Exercise aim: Gather every line of the material that contains the string "twig". Case counts.

Data extract:
-------
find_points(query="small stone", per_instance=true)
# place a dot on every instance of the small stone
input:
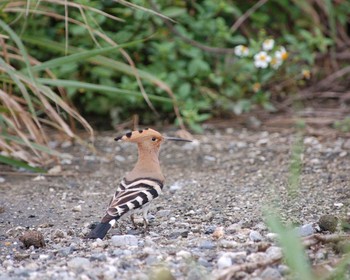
(338, 204)
(257, 257)
(164, 213)
(161, 273)
(21, 257)
(124, 240)
(32, 238)
(306, 230)
(77, 208)
(183, 254)
(39, 178)
(66, 251)
(328, 223)
(58, 234)
(255, 236)
(119, 158)
(271, 236)
(224, 262)
(180, 232)
(207, 245)
(270, 273)
(274, 253)
(98, 257)
(55, 170)
(218, 233)
(78, 262)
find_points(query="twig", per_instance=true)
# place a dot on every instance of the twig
(228, 273)
(320, 238)
(246, 15)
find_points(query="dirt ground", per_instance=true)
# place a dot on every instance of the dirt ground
(219, 184)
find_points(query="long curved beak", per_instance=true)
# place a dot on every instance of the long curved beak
(177, 139)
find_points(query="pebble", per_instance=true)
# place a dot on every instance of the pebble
(77, 208)
(164, 213)
(98, 257)
(124, 240)
(207, 245)
(274, 253)
(183, 254)
(78, 262)
(306, 230)
(255, 236)
(270, 273)
(224, 261)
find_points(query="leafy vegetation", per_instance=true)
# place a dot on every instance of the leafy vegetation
(165, 61)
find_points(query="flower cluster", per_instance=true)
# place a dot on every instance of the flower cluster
(269, 55)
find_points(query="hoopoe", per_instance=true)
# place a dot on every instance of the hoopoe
(140, 186)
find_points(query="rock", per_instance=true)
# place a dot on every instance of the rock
(183, 254)
(77, 208)
(270, 273)
(78, 262)
(66, 251)
(119, 158)
(55, 170)
(274, 253)
(161, 273)
(255, 236)
(224, 261)
(32, 238)
(218, 233)
(180, 232)
(98, 257)
(124, 240)
(328, 223)
(58, 234)
(164, 213)
(257, 257)
(207, 245)
(21, 257)
(305, 230)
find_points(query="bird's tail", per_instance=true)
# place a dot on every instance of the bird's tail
(99, 231)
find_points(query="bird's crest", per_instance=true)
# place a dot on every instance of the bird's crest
(134, 136)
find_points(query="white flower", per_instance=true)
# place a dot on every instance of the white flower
(281, 54)
(241, 50)
(268, 44)
(276, 62)
(261, 60)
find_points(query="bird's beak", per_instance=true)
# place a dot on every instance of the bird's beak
(177, 139)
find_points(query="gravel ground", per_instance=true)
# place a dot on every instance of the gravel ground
(208, 221)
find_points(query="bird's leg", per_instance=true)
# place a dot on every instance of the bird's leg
(145, 220)
(133, 221)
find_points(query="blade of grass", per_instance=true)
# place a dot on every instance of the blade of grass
(100, 88)
(80, 56)
(20, 164)
(292, 248)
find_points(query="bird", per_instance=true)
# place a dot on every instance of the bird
(140, 186)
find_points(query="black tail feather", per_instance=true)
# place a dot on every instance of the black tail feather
(99, 231)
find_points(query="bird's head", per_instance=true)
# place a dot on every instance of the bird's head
(147, 138)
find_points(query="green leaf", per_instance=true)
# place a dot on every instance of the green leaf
(80, 56)
(20, 164)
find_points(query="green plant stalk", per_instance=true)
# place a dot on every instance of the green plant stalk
(292, 248)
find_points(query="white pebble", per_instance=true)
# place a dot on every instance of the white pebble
(224, 262)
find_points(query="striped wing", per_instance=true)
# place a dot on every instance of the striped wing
(133, 195)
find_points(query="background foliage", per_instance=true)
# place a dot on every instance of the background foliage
(168, 70)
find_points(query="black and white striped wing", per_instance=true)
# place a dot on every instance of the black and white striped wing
(133, 195)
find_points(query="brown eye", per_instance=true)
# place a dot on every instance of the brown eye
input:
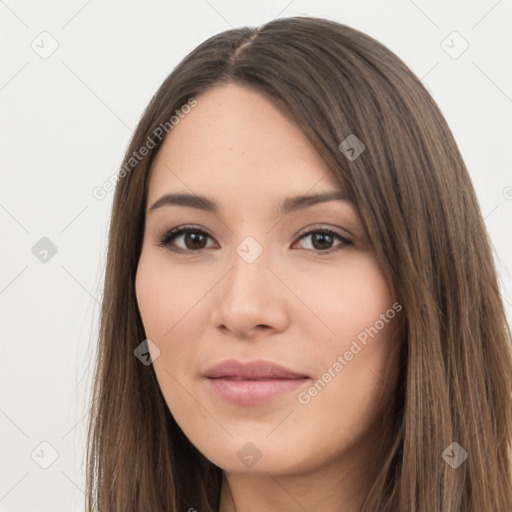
-------
Solution for this task:
find_points(query="twig", per_instance=true)
# place a dot on every instance of the twig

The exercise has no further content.